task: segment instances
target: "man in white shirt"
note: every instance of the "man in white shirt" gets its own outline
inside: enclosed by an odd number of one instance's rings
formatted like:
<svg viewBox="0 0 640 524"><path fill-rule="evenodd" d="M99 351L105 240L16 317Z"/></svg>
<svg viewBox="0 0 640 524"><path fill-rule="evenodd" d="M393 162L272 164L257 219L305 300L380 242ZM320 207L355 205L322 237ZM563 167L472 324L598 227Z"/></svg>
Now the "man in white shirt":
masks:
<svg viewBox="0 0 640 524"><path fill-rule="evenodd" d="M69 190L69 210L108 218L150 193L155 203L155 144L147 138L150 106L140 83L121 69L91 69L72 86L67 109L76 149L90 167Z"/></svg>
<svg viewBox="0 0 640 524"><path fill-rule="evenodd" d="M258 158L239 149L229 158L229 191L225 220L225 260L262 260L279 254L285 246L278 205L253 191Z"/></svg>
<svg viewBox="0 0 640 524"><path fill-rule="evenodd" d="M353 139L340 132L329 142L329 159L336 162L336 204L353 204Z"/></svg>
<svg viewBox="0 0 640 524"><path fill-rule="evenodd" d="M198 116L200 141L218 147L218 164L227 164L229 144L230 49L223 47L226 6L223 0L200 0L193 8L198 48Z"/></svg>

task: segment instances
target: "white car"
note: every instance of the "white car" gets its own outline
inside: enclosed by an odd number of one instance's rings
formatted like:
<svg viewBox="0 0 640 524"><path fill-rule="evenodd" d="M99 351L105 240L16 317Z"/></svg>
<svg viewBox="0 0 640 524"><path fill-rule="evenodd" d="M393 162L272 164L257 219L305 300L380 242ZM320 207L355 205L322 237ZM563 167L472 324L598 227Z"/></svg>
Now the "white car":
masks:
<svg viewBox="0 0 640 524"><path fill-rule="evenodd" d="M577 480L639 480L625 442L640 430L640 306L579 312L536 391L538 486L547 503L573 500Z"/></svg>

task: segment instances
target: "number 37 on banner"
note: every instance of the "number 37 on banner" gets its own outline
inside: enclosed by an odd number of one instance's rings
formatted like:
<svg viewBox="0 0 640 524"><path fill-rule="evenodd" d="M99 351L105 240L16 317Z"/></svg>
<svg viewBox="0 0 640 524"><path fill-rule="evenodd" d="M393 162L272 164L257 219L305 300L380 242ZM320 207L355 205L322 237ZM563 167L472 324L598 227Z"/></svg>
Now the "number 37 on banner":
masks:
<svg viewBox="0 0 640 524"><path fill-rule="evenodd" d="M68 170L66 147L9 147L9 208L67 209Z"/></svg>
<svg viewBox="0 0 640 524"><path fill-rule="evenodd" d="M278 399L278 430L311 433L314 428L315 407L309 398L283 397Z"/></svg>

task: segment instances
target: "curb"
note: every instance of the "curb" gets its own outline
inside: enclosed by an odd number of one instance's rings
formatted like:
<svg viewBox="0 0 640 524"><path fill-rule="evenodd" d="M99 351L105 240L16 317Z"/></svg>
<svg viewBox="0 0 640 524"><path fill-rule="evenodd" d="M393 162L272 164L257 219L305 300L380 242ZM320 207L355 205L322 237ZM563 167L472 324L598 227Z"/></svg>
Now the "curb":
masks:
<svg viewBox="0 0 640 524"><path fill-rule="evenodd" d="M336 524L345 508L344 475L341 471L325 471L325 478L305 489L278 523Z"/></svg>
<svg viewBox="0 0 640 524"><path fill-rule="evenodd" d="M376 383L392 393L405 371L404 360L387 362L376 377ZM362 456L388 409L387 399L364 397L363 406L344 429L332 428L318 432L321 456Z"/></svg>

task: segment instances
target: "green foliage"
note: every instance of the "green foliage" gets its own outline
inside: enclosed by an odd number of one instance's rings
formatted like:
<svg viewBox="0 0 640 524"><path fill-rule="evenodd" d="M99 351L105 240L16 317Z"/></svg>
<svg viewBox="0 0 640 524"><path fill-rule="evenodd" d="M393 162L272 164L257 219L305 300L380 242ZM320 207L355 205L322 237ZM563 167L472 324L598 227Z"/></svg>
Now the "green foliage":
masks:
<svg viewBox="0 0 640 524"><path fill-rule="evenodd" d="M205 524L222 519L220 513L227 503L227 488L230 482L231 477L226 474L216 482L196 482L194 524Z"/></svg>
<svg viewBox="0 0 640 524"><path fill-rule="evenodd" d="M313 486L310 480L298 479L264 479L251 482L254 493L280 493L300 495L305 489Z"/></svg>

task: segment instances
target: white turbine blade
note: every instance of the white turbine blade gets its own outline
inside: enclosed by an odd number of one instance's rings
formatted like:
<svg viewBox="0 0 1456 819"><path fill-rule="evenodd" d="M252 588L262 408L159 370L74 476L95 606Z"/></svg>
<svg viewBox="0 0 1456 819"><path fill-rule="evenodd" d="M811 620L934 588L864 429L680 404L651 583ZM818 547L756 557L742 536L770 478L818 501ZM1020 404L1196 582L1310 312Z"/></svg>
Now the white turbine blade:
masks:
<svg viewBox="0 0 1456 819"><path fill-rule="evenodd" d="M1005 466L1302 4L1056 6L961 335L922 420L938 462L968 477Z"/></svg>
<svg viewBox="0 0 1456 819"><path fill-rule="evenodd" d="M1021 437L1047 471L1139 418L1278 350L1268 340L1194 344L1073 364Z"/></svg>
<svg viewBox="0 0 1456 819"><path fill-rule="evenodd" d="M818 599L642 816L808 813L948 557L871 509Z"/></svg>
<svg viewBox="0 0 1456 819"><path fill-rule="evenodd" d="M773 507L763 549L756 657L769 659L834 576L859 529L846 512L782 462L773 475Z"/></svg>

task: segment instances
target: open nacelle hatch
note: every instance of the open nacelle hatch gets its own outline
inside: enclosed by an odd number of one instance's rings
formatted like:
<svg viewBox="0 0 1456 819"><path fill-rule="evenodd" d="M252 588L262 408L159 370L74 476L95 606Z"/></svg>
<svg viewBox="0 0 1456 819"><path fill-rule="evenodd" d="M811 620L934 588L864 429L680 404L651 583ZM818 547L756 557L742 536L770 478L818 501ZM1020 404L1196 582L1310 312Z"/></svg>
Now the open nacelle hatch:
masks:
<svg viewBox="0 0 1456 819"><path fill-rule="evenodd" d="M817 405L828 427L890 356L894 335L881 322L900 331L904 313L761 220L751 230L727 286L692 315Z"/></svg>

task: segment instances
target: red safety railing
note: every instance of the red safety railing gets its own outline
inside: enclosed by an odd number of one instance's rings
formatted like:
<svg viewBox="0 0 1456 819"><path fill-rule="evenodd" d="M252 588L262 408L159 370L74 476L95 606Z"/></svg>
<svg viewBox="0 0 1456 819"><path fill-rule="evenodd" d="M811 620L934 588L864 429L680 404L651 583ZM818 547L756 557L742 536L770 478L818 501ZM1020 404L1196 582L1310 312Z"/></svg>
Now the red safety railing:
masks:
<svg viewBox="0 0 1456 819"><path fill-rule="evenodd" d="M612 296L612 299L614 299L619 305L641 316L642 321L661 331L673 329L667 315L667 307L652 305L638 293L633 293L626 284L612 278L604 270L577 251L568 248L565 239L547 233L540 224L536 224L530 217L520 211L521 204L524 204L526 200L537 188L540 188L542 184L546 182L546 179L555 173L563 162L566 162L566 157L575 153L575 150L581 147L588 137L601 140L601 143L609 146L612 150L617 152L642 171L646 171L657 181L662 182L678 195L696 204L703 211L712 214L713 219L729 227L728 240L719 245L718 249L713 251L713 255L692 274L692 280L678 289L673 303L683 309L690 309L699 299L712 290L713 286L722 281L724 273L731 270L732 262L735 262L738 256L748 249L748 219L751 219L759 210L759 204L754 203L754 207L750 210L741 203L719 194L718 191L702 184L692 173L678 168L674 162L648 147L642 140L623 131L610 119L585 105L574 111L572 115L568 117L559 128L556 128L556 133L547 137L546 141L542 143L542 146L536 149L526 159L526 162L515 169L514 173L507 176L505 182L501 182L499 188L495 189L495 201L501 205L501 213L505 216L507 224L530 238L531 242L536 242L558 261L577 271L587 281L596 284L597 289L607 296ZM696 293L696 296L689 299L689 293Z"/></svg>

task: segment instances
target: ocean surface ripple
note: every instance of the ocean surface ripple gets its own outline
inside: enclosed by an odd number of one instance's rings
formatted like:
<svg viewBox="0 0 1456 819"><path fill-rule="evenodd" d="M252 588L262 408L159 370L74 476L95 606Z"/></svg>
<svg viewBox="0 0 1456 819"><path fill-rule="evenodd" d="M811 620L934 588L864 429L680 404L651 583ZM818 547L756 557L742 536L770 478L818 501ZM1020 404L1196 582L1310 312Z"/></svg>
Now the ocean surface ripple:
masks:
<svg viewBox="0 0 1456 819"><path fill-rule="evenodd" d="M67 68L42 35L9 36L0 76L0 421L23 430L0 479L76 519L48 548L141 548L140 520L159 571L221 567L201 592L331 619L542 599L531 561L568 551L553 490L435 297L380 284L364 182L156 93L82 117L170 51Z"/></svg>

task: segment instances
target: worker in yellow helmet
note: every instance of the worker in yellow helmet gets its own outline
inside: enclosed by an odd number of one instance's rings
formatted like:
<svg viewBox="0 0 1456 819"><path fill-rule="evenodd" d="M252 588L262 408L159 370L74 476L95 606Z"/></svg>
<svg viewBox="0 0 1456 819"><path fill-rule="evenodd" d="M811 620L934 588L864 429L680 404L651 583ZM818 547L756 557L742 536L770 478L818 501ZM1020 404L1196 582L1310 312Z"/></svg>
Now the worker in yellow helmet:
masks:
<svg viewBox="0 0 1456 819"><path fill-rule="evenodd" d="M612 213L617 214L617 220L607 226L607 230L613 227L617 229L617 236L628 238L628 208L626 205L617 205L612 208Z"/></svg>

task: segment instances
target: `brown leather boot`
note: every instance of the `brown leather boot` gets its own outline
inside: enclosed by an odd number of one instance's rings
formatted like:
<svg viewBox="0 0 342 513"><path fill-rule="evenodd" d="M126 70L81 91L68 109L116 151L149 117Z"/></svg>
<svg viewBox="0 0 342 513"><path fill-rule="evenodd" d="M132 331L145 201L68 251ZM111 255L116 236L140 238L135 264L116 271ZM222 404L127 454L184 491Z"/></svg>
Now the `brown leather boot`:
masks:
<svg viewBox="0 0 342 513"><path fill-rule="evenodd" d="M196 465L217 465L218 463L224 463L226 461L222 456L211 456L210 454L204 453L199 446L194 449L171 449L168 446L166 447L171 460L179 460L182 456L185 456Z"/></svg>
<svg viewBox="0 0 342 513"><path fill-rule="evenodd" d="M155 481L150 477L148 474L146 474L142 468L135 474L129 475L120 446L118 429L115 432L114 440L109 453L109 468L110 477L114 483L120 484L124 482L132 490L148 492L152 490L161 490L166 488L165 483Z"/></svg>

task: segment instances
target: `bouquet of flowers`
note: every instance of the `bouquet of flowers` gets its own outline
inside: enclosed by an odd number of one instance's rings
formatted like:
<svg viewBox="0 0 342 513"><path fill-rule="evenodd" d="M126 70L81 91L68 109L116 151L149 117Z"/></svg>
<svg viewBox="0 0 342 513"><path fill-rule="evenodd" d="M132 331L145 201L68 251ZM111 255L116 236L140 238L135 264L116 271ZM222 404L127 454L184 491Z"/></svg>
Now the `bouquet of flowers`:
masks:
*****
Copy out verbatim everything from the first of the lines above down to the line containing "190L69 210L108 218L150", including both of those lines.

RESULT –
task: segment instances
target: "man in white shirt"
note: every instance of the "man in white shirt" gets its own outline
inside: enclosed by an odd number of one instance's rings
formatted like:
<svg viewBox="0 0 640 524"><path fill-rule="evenodd" d="M99 351L105 240L16 317Z"/></svg>
<svg viewBox="0 0 640 524"><path fill-rule="evenodd" d="M393 162L272 164L257 219L305 300L380 242ZM320 207L355 205L322 237ZM563 167L472 324L598 227Z"/></svg>
Now the "man in white shirt":
masks:
<svg viewBox="0 0 640 524"><path fill-rule="evenodd" d="M69 190L69 210L108 218L150 193L155 203L155 144L147 138L150 106L140 83L121 69L91 69L72 86L67 109L76 149L90 167Z"/></svg>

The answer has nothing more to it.